Your objective: Each entry must be printed again without a single change.

Provided records:
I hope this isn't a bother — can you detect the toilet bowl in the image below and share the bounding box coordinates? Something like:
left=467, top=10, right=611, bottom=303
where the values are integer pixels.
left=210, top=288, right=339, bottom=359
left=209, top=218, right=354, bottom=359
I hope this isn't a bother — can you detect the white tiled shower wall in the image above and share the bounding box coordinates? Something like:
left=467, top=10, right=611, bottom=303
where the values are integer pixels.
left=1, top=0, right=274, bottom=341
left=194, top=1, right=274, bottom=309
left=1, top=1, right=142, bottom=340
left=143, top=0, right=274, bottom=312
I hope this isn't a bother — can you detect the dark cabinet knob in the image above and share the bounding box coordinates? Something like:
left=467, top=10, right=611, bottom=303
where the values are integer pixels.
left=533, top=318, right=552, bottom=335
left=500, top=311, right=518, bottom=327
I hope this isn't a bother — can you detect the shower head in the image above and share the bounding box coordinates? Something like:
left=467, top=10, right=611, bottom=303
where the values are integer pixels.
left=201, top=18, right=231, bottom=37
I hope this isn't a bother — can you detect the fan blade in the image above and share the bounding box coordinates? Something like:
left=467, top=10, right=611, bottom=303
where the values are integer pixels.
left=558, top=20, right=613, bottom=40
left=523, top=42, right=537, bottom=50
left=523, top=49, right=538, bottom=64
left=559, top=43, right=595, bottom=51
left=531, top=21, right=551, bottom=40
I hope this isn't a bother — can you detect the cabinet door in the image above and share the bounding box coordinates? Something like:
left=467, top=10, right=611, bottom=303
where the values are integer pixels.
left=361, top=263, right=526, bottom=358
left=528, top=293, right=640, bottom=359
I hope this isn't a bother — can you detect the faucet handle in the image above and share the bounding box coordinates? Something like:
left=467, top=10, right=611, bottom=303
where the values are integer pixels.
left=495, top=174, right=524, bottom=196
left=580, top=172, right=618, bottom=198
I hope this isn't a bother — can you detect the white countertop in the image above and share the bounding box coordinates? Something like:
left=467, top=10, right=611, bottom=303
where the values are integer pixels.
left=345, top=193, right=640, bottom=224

Output of the exercise:
I hope this isn't a bother — can you detect the toilet bowl in the image below and share the bounding box coordinates? Something like:
left=467, top=10, right=611, bottom=303
where the values are integer pixels.
left=210, top=288, right=339, bottom=359
left=209, top=218, right=354, bottom=359
I hope this isn't a bother — can you detect the white tiled shower wall in the image above and share the bounding box coordinates? Something like:
left=467, top=10, right=611, bottom=303
where the values are integer pixels.
left=1, top=0, right=274, bottom=341
left=194, top=1, right=274, bottom=309
left=1, top=1, right=142, bottom=340
left=143, top=0, right=274, bottom=312
I hope this isn't a bother — can you detect the dark cabinet knob in the image above and share the bounding box coordinates? Something like:
left=467, top=10, right=611, bottom=303
where the values are integer pixels.
left=533, top=318, right=552, bottom=335
left=500, top=311, right=518, bottom=327
I hope this isn't a bother — can you detect the shower head in the image above and share the bounding box coordinates? Something like:
left=467, top=10, right=611, bottom=303
where the values are integer pixels.
left=201, top=18, right=231, bottom=37
I hope this isn't a bother — can you detect the fan blade in the image above and share the bounding box coordinates? Something like:
left=467, top=10, right=611, bottom=303
where the values are integer pixels.
left=558, top=20, right=613, bottom=40
left=523, top=42, right=537, bottom=50
left=523, top=49, right=538, bottom=64
left=559, top=43, right=595, bottom=51
left=531, top=21, right=551, bottom=40
I hope this isn't a bother — can you detect the cabinet door in the image above and share the bounding box coordinates? Something like:
left=467, top=10, right=611, bottom=303
where the values are integer pixels.
left=361, top=263, right=526, bottom=358
left=528, top=293, right=640, bottom=359
I hope this isn't a bother — can you detect the faucet handle in the image above and share the bounding box coordinates? Something like:
left=467, top=10, right=611, bottom=303
where the values are integer pixels.
left=495, top=174, right=524, bottom=196
left=580, top=172, right=618, bottom=198
I hope this isn't a bother — can you detect the white countertop in the image above and share the bounding box coordinates? Something like:
left=467, top=10, right=611, bottom=303
where the values are integer pixels.
left=345, top=193, right=640, bottom=224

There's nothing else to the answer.